What to do -> Rewrite the lines below as a numbered list, leaving out any blank lines.

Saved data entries
★ ★ ★ ★ ★

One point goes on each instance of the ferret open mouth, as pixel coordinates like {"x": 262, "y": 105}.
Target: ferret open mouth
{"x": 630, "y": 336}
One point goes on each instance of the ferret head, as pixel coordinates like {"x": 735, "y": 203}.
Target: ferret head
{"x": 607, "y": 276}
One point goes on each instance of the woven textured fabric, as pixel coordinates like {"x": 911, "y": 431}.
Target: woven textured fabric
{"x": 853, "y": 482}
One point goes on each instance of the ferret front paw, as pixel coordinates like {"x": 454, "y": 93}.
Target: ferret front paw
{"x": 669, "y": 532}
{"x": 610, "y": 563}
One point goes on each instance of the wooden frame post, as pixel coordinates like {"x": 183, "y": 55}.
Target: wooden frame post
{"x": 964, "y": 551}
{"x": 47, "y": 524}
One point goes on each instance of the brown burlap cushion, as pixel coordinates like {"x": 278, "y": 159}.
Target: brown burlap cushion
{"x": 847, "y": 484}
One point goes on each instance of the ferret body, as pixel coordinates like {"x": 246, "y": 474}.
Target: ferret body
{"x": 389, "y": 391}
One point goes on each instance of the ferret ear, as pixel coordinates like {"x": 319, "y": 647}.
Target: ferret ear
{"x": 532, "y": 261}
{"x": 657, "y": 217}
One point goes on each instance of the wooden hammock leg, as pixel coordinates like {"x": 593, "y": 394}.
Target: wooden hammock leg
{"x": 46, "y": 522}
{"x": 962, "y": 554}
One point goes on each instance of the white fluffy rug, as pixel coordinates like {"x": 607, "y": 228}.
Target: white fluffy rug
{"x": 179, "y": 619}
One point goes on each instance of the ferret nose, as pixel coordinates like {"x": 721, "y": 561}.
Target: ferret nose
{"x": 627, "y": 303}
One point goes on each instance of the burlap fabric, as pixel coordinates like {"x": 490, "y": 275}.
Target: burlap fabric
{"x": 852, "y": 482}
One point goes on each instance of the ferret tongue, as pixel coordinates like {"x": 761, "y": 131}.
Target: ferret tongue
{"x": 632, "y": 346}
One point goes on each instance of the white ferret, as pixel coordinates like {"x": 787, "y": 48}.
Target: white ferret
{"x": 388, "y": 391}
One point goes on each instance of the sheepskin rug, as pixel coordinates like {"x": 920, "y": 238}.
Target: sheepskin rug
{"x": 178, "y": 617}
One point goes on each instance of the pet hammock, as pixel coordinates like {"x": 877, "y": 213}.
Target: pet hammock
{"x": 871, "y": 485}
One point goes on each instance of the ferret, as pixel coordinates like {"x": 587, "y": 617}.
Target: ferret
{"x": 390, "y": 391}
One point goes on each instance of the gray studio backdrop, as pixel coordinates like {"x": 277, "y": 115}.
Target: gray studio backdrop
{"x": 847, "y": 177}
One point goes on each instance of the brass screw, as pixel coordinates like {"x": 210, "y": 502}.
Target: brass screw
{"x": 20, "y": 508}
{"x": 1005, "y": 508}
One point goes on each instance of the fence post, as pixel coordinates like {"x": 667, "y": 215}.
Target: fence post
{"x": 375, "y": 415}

★ ★ ★ ★ ★

Written response ->
1. One point goes on each instance of the ferret open mouth, as pixel coordinates like {"x": 262, "y": 105}.
2. Target: ferret open mouth
3. {"x": 630, "y": 336}
4. One point goes on each instance of the ferret head, as pixel coordinates like {"x": 735, "y": 203}.
5. Target: ferret head
6. {"x": 607, "y": 276}
7. One point goes on each instance of the woven textured fabric, as pixel coordinates like {"x": 911, "y": 431}.
8. Target: woven textured fabric
9. {"x": 853, "y": 482}
10. One point goes on each instance of the ferret front paw, as pixel coordinates like {"x": 454, "y": 93}.
11. Target: ferret front paw
12. {"x": 669, "y": 532}
13. {"x": 610, "y": 563}
14. One point goes on each instance of the wooden frame post, as pixel coordinates like {"x": 183, "y": 55}.
15. Target: wooden frame post
16. {"x": 964, "y": 551}
17. {"x": 47, "y": 524}
18. One point goes on each instance of the brown burlap cushion, as pixel coordinates like {"x": 278, "y": 159}.
19. Target: brown burlap cushion
20. {"x": 847, "y": 484}
21. One point goes on each instance of the ferret body, as pixel coordinates like {"x": 246, "y": 474}.
22. Target: ferret body
23. {"x": 389, "y": 391}
24. One point goes on each instance of the ferret ear, as pixel coordinates like {"x": 319, "y": 647}.
25. Target: ferret ear
26. {"x": 532, "y": 261}
27. {"x": 657, "y": 217}
28. One point goes on each instance of the wooden hammock leg, as pixel coordinates like {"x": 593, "y": 394}.
29. Target: wooden hammock leg
30. {"x": 46, "y": 522}
31. {"x": 962, "y": 554}
32. One point goes on each instance of the white fluffy rug, as pixel coordinates like {"x": 607, "y": 228}.
33. Target: white fluffy rug
34. {"x": 179, "y": 619}
35. One point goes on each instance of the ferret nose, as pixel coordinates like {"x": 721, "y": 561}.
36. Target: ferret nose
37. {"x": 627, "y": 303}
38. One point goes on each instance of the burlap fabric, as pixel coordinates like {"x": 490, "y": 275}.
39. Target: burlap fabric
40. {"x": 852, "y": 482}
41. One point goes on each instance of the ferret tongue, as pixel coordinates like {"x": 761, "y": 131}.
42. Target: ferret tongue
43. {"x": 632, "y": 346}
44. One point goes on each instance of the white ferret, as pixel coordinates like {"x": 787, "y": 48}.
45. Target: white ferret
46. {"x": 388, "y": 391}
47. One point goes on each instance of the sheepskin rug, as pixel coordinates like {"x": 920, "y": 238}.
48. Target: sheepskin rug
49. {"x": 178, "y": 617}
50. One point goes on each instance of the pet hammock, as pixel coordinates like {"x": 877, "y": 213}.
51. Target: pet hammock
52. {"x": 871, "y": 485}
53. One point goes on each instance of the ferret, as pixel coordinates like {"x": 587, "y": 617}.
54. Target: ferret
55. {"x": 390, "y": 391}
56. One point goes on each instance of the gray studio backdrop, as pixel coordinates like {"x": 277, "y": 115}.
57. Target: gray studio backdrop
58. {"x": 847, "y": 177}
59. One point goes on each instance of the brass screw, as pixel coordinates like {"x": 210, "y": 502}.
60. Target: brass screw
61. {"x": 20, "y": 508}
62. {"x": 1005, "y": 508}
63. One point goes on each instance of the fence post, as pixel coordinates like {"x": 667, "y": 215}.
64. Target: fence post
65. {"x": 375, "y": 415}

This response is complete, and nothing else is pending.